*** Opening PROVIDED MATERIAL ***

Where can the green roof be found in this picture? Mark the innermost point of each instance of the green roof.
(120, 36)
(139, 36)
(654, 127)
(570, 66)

*** Closing PROVIDED MATERIAL ***

Produce the records once again, exactly as they stand above.

Where can the green roof be found in this picture? Mark the innermost point of each instance of the green roof.
(120, 36)
(139, 36)
(654, 127)
(570, 66)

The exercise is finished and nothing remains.